[Passage given]
-- start --
The decision was made. All that remained was when to do it. "Whenever you feel ready," said my husband.
"I'll do it in February - shortest month of the year," I calculated. I was about to give up drinking for a month. And from where I was standing 28 days sounded a lot more doable than 30 or 31.
"I'm just not sure I'll be able to do a whole month," I mused as February loomed.
"You stopped for three-and-a-half years once," reassured my daughter.
I looked at her blankly. Three-and-a-half days without a drink, maybe, but never three Christmases, three birthdays and three wedding anniversaries.
"No darling, I think you must have me mistaken for that other mother, the one who goes to church on Sundays and irons your school uniform every morning at 6."
"Yes you did. Four pregnancies. Four times nine months equals three-and-a-half years," she said slowly, as if dealing with a small child unfamiliar with the concept of mathematics.
-- end --
[Records from a point labeling set]
-- start --
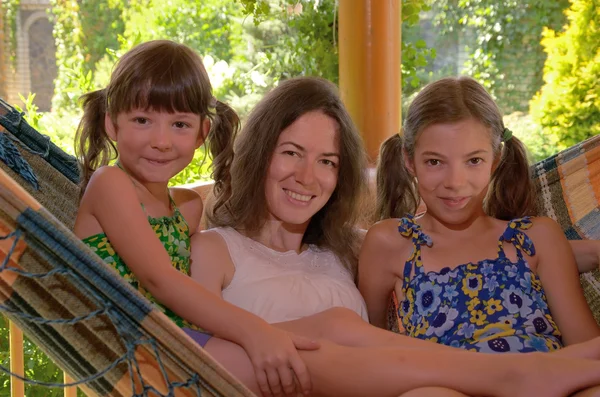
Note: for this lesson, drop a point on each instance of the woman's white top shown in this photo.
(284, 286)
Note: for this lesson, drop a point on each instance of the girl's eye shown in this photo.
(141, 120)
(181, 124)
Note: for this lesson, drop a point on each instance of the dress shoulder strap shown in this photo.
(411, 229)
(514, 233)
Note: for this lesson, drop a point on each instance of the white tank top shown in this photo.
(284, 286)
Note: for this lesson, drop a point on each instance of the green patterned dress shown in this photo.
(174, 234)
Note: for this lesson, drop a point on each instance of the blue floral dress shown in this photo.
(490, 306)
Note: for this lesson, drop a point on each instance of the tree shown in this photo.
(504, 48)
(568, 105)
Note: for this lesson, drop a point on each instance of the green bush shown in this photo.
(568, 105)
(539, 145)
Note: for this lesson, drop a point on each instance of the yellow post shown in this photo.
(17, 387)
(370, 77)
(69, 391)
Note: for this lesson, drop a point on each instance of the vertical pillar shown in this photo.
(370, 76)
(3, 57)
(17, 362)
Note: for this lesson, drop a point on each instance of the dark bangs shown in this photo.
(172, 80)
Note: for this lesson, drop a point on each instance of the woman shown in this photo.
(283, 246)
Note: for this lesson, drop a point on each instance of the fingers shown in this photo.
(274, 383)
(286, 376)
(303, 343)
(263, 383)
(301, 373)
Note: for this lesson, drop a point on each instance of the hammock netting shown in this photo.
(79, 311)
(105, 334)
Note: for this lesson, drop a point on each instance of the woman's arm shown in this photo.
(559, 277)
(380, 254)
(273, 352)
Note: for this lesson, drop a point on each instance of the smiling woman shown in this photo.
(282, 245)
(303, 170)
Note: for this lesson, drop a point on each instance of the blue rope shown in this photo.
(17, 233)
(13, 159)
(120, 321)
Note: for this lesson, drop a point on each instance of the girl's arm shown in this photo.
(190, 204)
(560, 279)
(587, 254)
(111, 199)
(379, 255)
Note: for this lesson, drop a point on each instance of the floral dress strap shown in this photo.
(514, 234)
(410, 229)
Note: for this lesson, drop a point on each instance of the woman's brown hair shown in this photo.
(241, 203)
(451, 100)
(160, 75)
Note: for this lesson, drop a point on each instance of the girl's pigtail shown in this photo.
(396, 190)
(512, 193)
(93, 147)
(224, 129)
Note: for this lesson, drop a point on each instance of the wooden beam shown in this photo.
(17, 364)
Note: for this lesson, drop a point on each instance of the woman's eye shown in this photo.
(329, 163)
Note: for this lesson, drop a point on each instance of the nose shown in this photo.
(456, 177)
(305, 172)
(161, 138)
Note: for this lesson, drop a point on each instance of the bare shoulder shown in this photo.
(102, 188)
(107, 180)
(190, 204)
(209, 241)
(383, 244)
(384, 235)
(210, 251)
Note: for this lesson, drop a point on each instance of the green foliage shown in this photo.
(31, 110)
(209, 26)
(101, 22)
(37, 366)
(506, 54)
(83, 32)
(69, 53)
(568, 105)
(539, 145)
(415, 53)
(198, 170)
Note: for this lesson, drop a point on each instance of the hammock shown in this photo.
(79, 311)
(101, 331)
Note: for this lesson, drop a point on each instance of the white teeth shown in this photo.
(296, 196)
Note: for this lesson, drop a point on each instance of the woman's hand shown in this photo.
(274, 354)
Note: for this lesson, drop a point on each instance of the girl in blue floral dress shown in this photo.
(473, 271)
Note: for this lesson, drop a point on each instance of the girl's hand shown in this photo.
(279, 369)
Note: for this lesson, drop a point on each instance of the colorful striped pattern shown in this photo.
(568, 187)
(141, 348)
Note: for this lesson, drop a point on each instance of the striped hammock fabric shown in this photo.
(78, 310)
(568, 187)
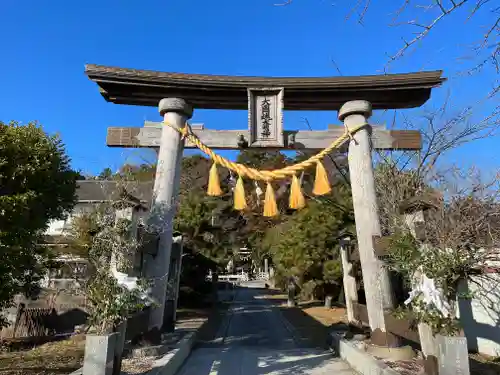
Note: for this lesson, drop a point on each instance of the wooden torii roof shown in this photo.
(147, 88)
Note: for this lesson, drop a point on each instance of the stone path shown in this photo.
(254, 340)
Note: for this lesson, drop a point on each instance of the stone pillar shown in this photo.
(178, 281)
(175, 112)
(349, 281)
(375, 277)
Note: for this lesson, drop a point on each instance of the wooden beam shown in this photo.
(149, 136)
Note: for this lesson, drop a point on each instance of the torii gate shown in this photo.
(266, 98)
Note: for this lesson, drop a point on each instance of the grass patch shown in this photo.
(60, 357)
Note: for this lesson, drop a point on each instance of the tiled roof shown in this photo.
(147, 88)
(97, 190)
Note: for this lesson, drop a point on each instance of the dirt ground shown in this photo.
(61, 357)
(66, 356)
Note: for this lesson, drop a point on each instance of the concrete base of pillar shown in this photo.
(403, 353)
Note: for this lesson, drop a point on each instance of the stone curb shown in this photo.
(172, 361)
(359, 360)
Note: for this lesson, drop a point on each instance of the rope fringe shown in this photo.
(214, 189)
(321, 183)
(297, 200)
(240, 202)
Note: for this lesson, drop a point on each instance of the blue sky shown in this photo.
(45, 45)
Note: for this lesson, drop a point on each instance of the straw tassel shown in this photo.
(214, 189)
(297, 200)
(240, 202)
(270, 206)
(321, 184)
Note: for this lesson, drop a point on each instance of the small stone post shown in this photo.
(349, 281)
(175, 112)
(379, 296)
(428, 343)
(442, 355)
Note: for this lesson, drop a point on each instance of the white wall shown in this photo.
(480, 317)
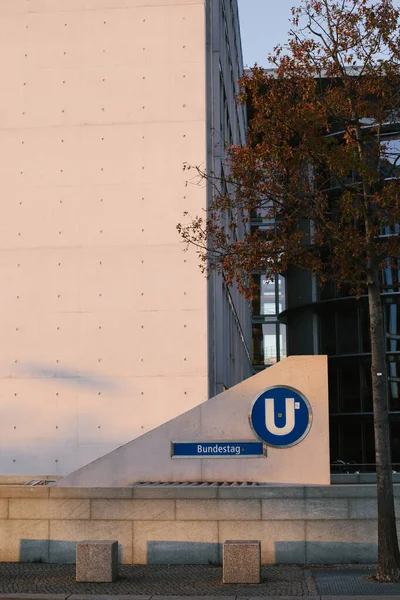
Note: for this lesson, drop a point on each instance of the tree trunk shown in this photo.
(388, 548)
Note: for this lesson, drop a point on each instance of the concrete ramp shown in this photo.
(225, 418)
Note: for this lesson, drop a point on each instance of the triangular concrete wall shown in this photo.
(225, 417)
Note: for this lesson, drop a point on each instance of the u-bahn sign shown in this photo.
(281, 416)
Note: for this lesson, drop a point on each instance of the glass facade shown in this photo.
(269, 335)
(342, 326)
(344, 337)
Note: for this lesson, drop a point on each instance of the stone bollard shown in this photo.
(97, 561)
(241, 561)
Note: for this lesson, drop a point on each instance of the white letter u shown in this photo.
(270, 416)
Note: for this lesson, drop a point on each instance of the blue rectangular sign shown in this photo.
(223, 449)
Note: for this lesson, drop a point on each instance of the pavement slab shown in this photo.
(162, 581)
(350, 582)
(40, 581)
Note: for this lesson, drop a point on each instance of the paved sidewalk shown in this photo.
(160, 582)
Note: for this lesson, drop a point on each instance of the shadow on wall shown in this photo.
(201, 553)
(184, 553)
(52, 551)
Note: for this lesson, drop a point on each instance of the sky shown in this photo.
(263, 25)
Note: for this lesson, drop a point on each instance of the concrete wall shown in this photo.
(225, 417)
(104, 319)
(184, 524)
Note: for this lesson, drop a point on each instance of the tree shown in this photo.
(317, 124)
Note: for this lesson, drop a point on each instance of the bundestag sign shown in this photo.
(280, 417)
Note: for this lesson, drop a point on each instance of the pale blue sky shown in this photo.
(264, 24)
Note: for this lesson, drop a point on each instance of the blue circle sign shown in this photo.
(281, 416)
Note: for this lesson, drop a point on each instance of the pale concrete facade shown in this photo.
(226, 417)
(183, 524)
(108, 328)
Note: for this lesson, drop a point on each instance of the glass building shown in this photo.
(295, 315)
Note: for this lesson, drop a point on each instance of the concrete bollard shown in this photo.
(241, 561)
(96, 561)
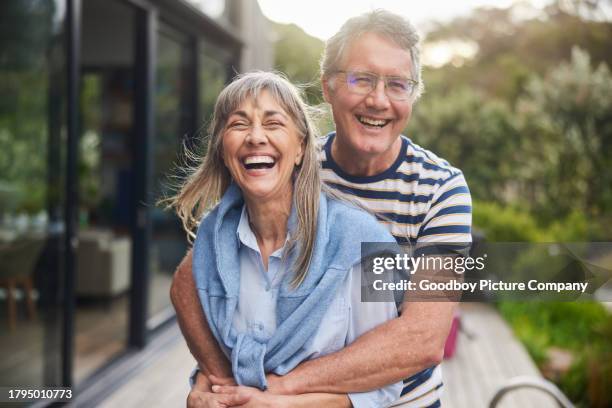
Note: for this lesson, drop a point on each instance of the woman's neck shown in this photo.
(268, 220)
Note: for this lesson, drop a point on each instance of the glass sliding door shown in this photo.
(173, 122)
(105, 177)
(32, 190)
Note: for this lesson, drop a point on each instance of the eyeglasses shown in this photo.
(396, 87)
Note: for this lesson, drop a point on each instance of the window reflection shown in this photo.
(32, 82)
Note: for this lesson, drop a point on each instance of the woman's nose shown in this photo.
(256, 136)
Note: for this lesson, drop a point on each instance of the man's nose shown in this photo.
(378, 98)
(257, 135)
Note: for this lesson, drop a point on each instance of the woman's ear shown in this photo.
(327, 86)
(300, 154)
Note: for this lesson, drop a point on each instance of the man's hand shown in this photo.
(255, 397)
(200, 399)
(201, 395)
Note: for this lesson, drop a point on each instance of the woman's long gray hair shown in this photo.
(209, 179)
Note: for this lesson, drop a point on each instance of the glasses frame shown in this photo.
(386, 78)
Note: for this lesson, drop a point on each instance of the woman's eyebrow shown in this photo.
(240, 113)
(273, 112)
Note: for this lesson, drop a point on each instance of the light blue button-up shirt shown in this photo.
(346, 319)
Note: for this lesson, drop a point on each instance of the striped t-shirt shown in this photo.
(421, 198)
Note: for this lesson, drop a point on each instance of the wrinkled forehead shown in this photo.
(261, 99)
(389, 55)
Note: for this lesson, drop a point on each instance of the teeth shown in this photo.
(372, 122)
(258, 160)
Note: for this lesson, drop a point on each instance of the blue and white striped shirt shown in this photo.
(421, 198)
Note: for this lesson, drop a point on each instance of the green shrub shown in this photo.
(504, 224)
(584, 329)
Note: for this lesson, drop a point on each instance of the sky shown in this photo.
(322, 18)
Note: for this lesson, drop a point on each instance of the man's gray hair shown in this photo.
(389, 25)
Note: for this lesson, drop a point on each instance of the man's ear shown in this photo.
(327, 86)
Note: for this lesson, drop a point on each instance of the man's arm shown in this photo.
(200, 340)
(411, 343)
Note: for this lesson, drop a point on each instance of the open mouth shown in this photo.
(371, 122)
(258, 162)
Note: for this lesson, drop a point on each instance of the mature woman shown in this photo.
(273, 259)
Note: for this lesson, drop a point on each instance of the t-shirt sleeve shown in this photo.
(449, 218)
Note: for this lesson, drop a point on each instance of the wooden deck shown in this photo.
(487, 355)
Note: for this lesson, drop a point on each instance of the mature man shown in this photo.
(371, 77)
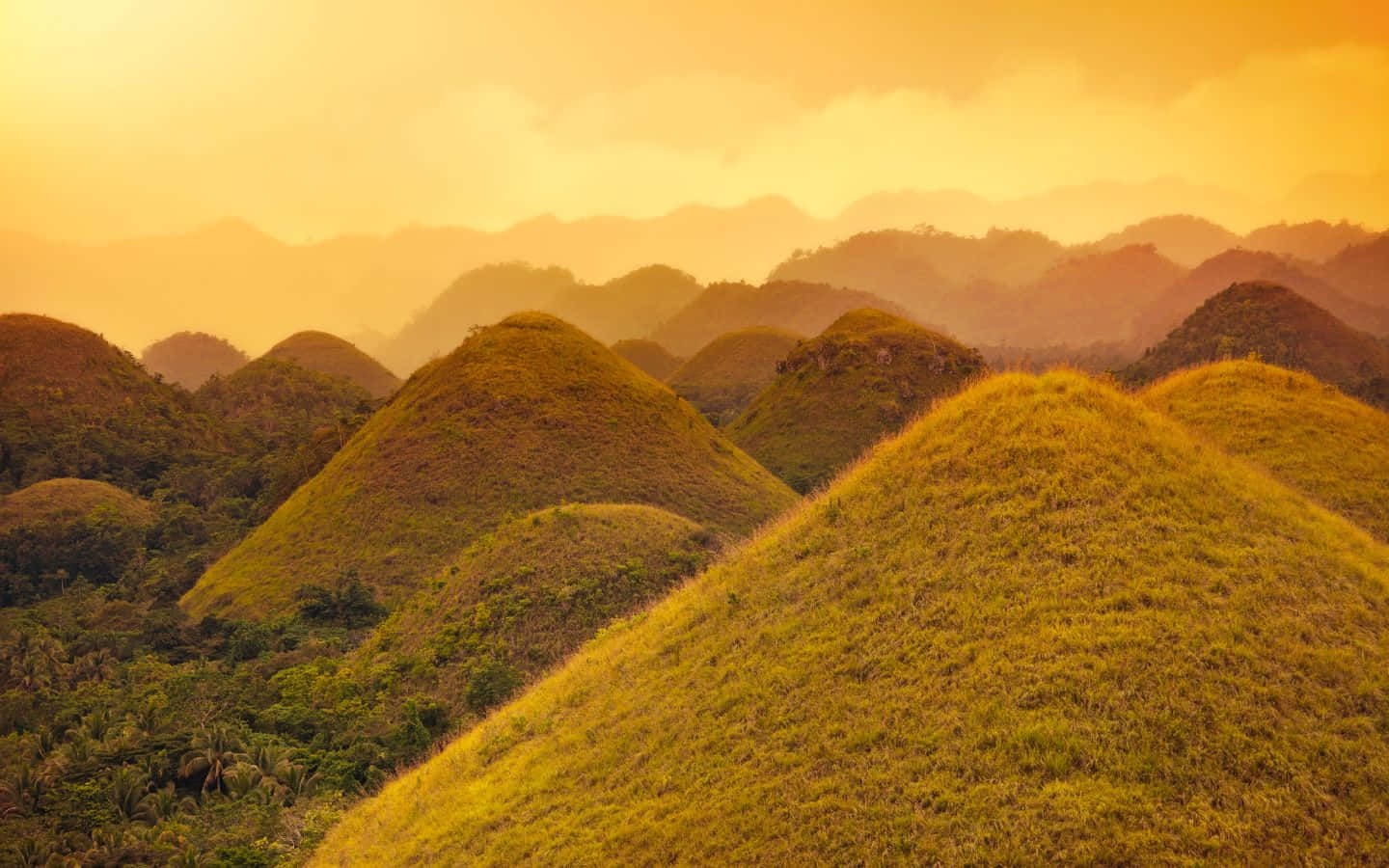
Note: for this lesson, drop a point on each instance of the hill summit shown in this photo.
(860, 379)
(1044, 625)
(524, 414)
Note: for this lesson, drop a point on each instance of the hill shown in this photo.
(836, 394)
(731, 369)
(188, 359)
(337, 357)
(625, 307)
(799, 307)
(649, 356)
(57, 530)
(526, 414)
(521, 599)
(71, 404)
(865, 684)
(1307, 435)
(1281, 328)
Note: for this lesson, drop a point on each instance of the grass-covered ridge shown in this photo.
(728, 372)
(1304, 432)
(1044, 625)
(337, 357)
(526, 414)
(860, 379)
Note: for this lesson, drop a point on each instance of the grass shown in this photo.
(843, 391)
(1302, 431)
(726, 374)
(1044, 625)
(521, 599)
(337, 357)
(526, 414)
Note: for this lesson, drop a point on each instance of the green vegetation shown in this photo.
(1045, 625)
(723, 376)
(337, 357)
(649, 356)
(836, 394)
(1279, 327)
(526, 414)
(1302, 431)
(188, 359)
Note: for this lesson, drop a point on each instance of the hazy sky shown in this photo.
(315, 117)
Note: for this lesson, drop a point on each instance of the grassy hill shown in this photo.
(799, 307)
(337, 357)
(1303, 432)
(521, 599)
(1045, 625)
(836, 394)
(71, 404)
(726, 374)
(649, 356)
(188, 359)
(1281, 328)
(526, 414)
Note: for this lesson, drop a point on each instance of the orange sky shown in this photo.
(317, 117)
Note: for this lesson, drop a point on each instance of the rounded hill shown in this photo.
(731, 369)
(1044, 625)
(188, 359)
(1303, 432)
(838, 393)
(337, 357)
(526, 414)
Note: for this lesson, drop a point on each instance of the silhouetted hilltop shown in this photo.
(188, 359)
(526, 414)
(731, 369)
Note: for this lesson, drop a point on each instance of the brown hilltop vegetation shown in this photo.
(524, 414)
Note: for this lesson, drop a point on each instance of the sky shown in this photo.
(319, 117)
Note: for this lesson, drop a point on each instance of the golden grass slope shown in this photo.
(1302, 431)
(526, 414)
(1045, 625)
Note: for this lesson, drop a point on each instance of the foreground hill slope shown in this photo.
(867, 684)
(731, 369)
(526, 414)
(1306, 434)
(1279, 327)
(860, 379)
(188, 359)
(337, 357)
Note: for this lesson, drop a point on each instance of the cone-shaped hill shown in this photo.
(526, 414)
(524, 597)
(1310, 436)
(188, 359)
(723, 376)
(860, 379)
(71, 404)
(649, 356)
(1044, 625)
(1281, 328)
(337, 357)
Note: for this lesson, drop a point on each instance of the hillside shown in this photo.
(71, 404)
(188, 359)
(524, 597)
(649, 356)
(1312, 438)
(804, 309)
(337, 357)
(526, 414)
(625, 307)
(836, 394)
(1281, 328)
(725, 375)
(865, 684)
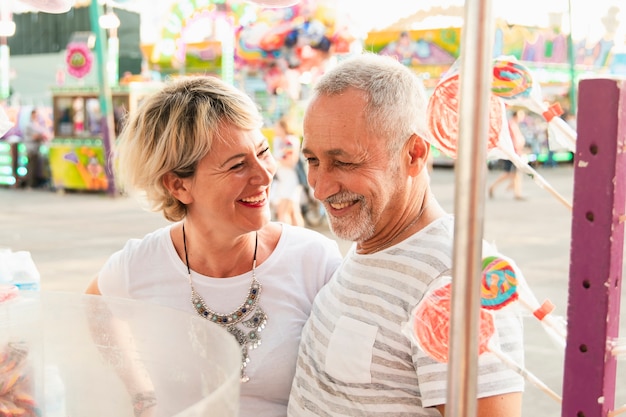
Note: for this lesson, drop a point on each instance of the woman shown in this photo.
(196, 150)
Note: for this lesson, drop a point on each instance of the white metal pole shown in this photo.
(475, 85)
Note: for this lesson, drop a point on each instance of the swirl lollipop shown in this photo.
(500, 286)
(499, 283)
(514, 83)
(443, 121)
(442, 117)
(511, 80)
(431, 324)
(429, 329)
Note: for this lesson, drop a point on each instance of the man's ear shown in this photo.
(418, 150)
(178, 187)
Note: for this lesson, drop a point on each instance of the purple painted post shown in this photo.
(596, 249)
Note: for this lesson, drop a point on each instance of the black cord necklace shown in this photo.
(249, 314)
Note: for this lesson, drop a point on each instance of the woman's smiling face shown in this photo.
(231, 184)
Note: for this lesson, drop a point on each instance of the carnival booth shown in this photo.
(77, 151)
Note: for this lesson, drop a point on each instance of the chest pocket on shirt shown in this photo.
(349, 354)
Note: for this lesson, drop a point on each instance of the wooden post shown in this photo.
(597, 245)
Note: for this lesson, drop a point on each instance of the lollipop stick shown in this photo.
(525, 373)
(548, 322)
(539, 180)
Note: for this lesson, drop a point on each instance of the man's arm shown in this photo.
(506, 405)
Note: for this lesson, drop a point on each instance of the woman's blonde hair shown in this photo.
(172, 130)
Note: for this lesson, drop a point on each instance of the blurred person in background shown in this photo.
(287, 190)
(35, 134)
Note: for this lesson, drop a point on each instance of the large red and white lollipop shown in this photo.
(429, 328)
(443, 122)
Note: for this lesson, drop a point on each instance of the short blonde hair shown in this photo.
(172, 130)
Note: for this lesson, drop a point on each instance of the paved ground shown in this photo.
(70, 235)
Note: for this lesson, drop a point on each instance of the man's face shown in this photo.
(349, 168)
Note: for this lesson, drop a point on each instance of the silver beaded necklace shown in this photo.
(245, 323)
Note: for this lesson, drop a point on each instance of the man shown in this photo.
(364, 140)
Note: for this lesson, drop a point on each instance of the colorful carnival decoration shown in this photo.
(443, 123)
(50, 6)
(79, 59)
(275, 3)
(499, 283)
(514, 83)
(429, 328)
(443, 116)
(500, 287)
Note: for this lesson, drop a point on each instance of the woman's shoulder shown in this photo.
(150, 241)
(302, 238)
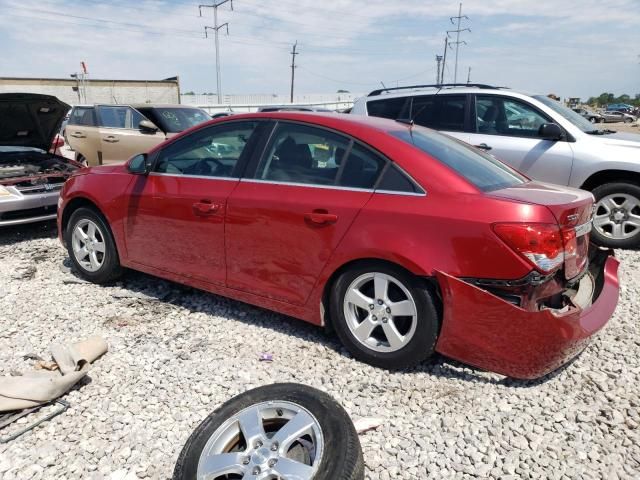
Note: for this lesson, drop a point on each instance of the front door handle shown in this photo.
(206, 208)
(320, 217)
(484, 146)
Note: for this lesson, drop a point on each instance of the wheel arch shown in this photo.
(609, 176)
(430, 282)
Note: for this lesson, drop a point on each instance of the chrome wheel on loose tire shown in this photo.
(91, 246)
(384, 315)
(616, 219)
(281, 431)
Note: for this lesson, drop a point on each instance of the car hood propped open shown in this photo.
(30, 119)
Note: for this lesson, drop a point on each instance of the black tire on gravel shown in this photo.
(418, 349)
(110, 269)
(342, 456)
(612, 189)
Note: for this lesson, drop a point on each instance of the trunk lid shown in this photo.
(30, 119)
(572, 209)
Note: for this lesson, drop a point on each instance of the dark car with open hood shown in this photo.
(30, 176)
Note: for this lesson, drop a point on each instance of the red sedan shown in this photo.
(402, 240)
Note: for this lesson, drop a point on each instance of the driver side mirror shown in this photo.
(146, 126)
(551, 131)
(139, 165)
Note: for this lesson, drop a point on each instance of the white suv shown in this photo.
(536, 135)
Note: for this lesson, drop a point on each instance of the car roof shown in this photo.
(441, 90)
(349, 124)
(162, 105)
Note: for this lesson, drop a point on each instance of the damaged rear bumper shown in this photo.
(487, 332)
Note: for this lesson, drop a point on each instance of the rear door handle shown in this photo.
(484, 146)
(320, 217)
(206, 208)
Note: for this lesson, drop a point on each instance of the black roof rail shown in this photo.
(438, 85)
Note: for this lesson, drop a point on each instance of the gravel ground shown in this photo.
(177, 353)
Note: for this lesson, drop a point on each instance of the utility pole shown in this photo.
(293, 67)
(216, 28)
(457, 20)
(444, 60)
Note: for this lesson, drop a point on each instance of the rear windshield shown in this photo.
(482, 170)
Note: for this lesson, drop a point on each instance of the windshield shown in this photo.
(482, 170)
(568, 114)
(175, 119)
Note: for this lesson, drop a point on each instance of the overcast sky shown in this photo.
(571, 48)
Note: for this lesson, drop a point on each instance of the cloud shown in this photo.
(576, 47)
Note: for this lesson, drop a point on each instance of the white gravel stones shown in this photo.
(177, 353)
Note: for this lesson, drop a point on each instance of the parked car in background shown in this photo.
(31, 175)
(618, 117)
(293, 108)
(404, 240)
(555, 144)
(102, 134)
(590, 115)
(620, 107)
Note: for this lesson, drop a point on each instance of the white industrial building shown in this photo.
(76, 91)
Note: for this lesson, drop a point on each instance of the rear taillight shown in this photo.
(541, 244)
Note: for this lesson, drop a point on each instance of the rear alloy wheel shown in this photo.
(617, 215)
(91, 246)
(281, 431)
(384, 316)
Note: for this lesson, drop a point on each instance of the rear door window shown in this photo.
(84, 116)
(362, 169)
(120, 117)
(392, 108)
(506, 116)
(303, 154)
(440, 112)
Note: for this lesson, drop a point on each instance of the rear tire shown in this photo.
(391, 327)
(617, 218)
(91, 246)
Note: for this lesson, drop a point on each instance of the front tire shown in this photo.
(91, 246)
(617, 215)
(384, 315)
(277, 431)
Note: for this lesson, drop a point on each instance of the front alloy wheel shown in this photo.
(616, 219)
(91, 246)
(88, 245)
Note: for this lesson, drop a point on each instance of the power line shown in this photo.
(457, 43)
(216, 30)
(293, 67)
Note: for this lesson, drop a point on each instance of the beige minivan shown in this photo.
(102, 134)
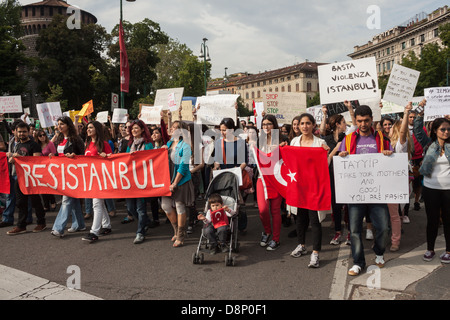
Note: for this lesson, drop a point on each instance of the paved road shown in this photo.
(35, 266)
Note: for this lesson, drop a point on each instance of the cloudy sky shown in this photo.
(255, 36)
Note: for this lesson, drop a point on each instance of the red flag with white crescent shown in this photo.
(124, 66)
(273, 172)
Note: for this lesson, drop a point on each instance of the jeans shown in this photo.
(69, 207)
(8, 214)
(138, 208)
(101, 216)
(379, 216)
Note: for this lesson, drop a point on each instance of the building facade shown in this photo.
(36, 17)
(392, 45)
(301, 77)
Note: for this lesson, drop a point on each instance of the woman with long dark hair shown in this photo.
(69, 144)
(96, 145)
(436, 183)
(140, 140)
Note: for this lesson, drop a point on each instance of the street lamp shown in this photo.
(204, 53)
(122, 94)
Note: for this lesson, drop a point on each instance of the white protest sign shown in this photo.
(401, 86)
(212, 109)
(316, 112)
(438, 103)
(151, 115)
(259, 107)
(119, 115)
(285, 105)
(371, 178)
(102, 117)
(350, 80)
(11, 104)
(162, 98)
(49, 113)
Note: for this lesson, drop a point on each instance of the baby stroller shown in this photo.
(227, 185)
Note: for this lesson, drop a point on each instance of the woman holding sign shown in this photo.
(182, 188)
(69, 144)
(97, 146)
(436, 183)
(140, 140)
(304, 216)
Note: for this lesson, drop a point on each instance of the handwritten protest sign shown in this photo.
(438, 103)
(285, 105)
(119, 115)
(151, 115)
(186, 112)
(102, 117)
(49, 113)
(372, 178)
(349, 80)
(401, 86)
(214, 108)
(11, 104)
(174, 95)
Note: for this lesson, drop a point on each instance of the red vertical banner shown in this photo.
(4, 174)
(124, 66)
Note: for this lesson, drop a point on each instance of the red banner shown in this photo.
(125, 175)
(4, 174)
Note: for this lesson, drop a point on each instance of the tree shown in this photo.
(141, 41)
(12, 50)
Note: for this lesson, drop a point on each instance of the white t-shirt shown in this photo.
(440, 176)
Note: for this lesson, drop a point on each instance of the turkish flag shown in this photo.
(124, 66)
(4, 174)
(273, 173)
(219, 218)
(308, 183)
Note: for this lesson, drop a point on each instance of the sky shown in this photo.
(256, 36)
-- end --
[Set task]
Set down the stretch of the passage about giving up drinking from "I looked at" through "concept of mathematics.", copied word for word.

[Solution]
I looked at her blankly. Three-and-a-half days without a drink, maybe, but never three Christmases, three birthdays and three wedding anniversaries.
"No darling, I think you must have me mistaken for that other mother, the one who goes to church on Sundays and irons your school uniform every morning at 6."
"Yes you did. Four pregnancies. Four times nine months equals three-and-a-half years," she said slowly, as if dealing with a small child unfamiliar with the concept of mathematics.